▸ **TASKS TO PERFORM**
**A.** For the BBB curing-time thread, mark each statement yes or no and quote the words from the thread that decide it: (i) the BBB recipes that were read gave curing times of around 10-12 days; (ii) Cure #1 contains 5,000 Ppm nitrite; (iii) one reply says meat can be over cured.
**B.** Pick up the BBB curing-time thread after its final sentence and continue it.

::: SELECTED TEXT

# BBB curing time



## bubba jake (May 8, 2014)

I was reading different BBB recipes and the curing times were around 10-12 days. I read that you can cure meat with a method of measuring the thickest part of the meat, divide by 2 then divide that by 0.25 and that will give the days to cure.  example:(2 inch thick divide by 2 =1 divide by 0.25 = 4 days to cure.)  Can this be done with BBB and then be cold smoked?


----------



## daveomak (May 8, 2014)

bubba jake said:


> I was reading different BBB recipes and the curing times were around 10-12 days. I read that you can cure meat with a method of measuring the thickest part of the meat, divide by 2 then divide that by 0.25 and that will give the days to cure.  example:(2 inch thick divide by 2 =1 divide by 0.25 = 4 days to cure.)  Can this be done with BBB and then be cold smoked?




NO......  The internet has many sites that provide incorrect information.....

When curing any meats, equilibrium is part of the equation........   
Cure #1, sodium nitrite, is 62,500 Ppm nitrite.......
When you add it to the surface of the meat, the center of the meat has no nitrite......
Over time equilibrium moves the nitrite toward the center of the cut of meat....  
Once the nitrite gets to the center, the center may only be 5 Ppm nitrite while the outside 1/2" or so of the cut may be 5,000 Ppm.....  
Waiting for equilibrium to happen is the most important part of curing......  

This cut of meat is partially cured....   Was not long enough in the cure/brine.....  












Partially Cured Meat.jpg



__ daveomak
__ May 8, 2014






Even after the initial curing period, I recommend rinsing and drying the meat......   place in the refer for a couple more days for equilibrium to continue .....   You want all the additives to co-mingle and be evenly distributed throughout the meat.....    

That the point of the exercise....  

Dave


----------



## atomicsmoke (May 8, 2014)

bubba jake said:


> divide by 2 then divide that by 0.25 and that will give the days to cure.



Hmmm...that's multiplying by 2.


----------



## Bearcarver (May 8, 2014)

bubba jake said:


> I was reading different BBB recipes and the curing times were around 10-12 days. I read that you can cure meat with a method of measuring the thickest part of the meat, divide by 2 then divide that by 0.25 and that will give the days to cure.  example:(2 inch thick divide by 2 =1 divide by 0.25 = 4 days to cure.)  Can this be done with BBB and then be cold smoked?


My method is one learned on this forum 4 1/2 years ago:

2 days per inch of total thickness, plus 2 days for safety  =  equals absolute minimum curing time.

Then I like to add 2 or 3 days, depending on which day suits my smoking best.

You can't over cure, but you can under cure.

::::::
::: EXCERPTED DATA

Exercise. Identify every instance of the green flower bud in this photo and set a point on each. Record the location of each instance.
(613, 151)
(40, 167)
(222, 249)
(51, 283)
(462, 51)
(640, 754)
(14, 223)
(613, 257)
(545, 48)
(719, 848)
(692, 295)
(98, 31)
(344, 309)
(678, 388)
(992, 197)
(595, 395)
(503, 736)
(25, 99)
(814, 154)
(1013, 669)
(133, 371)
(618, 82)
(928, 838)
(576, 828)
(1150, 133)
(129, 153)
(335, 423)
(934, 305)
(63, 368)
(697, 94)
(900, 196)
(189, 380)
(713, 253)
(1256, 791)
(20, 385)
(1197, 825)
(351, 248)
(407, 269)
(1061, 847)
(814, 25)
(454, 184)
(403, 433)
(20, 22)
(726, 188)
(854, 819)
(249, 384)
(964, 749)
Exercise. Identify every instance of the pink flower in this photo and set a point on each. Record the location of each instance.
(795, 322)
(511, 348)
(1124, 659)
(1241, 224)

::::::

▸ **RESPONSES**
**A.**
(i) Yes: "the curing times were around 10-12 days"
(ii) No: "Cure #1, sodium nitrite, is 62,500 Ppm nitrite"
(iii) No: "You can't over cure, but you can under cure."

**B.**
So with this method for 2" thick:

2 X 2 = 4   +  2  = absolute minimum of 6 days in cure.

Then I would add 2 or 3 days to that, giving me 8 or 9 days in cure.

Then I would give it a salt-fry test, by slicing a piece from the middle & a piece from an end.

Before frying I would check that the cure got all the way to center (pink color thru out the cut side).

Then I would fry the pieces, and taste for saltiness.

Then I would put the cured meat in fridge for a minimum of over night, up to a couple days before smoking.

I have never had anything too salty, when dry curing with Tender Quick, but I had one too salty when I used Hi Mt BBB cure & Seasoning.

Bear


----------



## bubba jake (May 8, 2014)

Dave Omak, Thank YOU


----------



## bubba jake (May 8, 2014)

This is what I mean. 2 inches thick divided by 2= 1, then divide 1 by 0.25 = 4


----------



## bubba jake (May 8, 2014)

Bearcarver, Thank you


----------



## dave17a (May 10, 2014)

Thought everthing was 7days per inch.


----------



## daveomak (May 10, 2014)

dave17a said:


> Thought everthing was 7days per inch.




I think that makes for a more "complete" uniform cure....  I often go for 10 days/inch in the "equilibrium brine"


----------



## twisted minds (May 10, 2014)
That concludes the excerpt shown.